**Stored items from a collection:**

★ ★ ★ ★ ★ ★ ★

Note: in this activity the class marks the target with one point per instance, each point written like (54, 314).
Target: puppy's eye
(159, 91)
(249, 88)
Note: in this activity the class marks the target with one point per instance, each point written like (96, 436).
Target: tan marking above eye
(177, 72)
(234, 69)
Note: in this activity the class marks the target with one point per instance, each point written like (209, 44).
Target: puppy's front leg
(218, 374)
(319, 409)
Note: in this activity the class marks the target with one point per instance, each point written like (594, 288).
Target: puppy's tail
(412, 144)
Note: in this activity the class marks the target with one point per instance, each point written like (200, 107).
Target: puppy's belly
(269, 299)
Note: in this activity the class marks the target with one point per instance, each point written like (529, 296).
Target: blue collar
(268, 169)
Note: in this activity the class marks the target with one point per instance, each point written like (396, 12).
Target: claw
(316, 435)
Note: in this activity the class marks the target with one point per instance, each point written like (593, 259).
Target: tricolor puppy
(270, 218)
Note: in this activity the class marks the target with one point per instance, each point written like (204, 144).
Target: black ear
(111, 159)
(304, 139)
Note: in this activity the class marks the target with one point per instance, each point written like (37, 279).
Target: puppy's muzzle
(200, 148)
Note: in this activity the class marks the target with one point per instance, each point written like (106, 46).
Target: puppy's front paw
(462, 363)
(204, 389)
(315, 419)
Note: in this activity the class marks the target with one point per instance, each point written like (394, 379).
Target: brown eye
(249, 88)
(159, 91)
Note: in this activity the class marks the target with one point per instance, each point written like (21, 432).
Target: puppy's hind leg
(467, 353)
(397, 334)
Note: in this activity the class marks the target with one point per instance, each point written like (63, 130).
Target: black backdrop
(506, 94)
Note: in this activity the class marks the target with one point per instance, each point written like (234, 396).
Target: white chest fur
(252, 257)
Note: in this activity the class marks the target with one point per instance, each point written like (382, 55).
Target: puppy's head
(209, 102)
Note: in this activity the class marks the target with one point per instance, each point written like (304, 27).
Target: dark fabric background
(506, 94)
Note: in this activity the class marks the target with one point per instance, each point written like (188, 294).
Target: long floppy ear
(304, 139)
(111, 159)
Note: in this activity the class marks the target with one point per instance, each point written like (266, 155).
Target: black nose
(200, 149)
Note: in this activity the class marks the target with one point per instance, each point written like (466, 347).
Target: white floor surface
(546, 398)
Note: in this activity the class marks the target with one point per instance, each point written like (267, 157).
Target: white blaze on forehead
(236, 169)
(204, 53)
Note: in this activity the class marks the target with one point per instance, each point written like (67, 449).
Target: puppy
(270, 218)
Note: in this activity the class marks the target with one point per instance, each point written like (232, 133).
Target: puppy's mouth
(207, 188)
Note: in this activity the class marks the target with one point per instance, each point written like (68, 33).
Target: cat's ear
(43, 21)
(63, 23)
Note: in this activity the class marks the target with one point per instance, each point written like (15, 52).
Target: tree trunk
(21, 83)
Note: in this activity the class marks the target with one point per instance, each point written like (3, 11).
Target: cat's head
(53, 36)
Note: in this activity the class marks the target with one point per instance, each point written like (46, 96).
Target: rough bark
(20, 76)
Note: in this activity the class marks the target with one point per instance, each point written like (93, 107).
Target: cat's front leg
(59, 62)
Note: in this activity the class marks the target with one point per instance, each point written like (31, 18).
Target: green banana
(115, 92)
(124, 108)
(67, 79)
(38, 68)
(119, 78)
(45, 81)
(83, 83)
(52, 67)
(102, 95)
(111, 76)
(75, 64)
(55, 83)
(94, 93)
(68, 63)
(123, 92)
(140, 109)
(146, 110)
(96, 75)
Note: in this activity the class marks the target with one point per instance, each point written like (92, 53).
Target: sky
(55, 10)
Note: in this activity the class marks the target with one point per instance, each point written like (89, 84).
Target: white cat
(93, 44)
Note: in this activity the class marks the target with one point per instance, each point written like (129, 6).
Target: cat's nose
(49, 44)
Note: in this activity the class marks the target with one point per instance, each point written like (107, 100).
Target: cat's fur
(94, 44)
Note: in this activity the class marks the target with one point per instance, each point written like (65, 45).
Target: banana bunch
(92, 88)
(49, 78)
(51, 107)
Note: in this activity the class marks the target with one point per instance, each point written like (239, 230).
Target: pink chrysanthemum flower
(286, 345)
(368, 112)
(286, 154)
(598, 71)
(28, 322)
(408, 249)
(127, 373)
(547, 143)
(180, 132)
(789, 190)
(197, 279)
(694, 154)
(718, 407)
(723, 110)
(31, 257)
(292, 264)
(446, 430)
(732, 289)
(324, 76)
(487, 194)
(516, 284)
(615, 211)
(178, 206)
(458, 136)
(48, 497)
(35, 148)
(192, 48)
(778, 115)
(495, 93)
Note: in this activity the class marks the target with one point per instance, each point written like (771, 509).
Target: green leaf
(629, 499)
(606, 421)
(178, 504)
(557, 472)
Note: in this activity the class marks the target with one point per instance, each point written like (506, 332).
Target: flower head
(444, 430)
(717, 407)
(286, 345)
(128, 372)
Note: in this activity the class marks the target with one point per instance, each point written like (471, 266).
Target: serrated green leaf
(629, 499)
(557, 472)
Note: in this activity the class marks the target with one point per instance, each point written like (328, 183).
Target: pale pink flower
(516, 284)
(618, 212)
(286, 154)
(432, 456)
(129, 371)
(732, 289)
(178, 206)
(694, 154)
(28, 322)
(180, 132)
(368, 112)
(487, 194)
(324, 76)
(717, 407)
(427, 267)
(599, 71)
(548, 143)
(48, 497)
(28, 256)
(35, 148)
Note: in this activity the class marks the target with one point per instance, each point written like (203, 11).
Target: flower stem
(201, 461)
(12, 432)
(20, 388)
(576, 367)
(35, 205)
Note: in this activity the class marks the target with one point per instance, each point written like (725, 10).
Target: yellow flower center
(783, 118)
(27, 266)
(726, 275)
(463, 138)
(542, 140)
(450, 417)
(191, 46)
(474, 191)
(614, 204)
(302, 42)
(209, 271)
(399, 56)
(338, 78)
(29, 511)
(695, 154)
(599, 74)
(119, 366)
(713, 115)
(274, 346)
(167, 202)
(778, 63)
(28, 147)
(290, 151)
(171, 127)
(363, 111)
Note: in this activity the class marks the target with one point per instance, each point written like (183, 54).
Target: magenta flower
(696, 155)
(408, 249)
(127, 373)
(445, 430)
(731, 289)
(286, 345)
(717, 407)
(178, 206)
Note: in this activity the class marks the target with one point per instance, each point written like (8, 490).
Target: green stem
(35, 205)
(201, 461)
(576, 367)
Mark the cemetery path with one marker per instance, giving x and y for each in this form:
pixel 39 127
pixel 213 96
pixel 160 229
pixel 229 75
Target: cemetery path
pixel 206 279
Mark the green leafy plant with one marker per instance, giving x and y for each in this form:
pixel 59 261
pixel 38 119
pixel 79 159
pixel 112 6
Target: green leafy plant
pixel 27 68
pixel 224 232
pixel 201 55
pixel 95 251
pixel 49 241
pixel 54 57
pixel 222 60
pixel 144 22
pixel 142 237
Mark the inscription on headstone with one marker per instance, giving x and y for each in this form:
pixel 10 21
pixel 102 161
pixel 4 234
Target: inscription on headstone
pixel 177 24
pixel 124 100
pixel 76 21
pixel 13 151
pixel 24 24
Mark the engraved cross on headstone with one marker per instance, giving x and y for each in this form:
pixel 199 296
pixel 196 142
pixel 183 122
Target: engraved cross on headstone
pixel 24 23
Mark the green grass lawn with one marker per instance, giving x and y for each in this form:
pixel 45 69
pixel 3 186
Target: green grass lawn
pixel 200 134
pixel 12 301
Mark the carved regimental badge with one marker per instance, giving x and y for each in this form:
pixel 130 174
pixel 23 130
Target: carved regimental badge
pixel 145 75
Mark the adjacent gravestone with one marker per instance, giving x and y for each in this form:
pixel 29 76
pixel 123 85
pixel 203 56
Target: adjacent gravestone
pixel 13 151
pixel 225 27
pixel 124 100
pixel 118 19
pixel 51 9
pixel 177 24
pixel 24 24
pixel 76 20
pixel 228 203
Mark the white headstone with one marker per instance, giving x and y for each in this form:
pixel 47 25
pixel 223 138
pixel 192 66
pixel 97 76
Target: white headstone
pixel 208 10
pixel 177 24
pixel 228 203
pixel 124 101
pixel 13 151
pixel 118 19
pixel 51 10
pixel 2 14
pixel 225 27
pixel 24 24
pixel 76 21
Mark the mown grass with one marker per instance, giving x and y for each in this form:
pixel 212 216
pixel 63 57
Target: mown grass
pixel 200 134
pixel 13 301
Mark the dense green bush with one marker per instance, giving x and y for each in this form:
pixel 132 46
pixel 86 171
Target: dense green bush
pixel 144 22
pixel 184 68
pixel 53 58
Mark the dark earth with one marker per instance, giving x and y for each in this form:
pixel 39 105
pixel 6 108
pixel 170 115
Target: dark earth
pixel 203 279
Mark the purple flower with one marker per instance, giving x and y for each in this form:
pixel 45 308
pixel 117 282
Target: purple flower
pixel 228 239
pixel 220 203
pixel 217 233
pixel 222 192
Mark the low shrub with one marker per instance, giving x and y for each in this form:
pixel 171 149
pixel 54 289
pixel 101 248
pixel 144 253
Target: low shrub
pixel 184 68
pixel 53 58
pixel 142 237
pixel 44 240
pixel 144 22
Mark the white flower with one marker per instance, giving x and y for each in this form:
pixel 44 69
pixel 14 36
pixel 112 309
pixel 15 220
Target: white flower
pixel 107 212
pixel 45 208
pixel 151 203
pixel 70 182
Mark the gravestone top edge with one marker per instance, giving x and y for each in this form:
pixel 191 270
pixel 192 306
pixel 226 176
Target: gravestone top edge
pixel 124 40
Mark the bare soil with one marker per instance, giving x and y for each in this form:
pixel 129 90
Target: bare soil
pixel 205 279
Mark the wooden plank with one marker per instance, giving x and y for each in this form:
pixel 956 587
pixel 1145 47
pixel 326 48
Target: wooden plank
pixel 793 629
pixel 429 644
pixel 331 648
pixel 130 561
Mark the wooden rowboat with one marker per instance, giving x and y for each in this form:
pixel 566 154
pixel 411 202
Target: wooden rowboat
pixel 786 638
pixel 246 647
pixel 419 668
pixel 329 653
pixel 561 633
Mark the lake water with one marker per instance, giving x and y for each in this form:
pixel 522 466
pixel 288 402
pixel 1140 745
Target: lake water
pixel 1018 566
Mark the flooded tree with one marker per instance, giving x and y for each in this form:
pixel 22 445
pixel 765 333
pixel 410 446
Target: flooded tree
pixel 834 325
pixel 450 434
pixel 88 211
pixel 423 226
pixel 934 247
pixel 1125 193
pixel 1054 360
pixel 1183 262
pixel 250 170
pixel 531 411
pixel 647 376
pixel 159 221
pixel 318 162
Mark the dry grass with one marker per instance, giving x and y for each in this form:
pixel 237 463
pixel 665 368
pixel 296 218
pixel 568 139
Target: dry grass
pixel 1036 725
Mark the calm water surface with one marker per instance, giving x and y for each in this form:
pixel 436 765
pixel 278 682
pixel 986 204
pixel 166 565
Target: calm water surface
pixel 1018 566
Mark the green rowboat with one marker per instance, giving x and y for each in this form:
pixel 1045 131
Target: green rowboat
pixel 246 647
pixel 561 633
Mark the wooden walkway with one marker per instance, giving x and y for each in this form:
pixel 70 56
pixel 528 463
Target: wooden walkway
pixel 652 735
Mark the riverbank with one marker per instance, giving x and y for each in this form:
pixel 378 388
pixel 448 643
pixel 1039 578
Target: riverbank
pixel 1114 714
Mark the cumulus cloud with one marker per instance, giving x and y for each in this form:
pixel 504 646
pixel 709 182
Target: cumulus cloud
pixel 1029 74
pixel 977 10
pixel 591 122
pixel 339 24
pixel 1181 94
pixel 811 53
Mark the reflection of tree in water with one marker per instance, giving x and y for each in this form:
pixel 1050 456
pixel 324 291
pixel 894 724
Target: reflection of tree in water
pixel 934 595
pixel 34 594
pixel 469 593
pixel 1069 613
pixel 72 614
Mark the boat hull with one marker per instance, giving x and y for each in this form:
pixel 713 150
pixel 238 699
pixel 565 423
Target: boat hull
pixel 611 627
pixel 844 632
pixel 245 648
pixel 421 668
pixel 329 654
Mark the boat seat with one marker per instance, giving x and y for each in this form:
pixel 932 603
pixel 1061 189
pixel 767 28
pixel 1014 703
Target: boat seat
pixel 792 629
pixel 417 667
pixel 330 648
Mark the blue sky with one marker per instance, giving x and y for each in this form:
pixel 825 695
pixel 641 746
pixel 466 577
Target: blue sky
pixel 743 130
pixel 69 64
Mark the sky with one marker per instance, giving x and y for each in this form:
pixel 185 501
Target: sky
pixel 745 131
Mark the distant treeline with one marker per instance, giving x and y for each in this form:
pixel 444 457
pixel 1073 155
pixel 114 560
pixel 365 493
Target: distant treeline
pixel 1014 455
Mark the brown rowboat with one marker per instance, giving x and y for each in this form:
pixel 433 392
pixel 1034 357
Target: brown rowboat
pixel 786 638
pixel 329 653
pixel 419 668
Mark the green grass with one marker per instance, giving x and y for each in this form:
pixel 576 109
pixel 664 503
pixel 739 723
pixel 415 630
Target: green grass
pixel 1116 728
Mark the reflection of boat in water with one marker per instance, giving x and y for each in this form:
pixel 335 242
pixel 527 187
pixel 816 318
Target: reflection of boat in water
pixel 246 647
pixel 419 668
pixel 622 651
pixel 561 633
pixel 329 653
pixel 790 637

★ ★ ★ ★ ★ ★ ★

**EXERCISE PROMPT:** Would you retype exactly the lines above, from the line with "pixel 63 57" to the line with "Mark the dark", with both end lines kept and nothing more?

**ANSWER TO THE EXERCISE:**
pixel 63 57
Target: mown grass
pixel 200 134
pixel 13 301
Mark the dense green bush with one marker per instance, giving x and y for each in this form:
pixel 132 46
pixel 86 171
Target: dense green bush
pixel 144 22
pixel 184 68
pixel 53 58
Mark the dark earth with one marker per instance, giving x and y for each in this form:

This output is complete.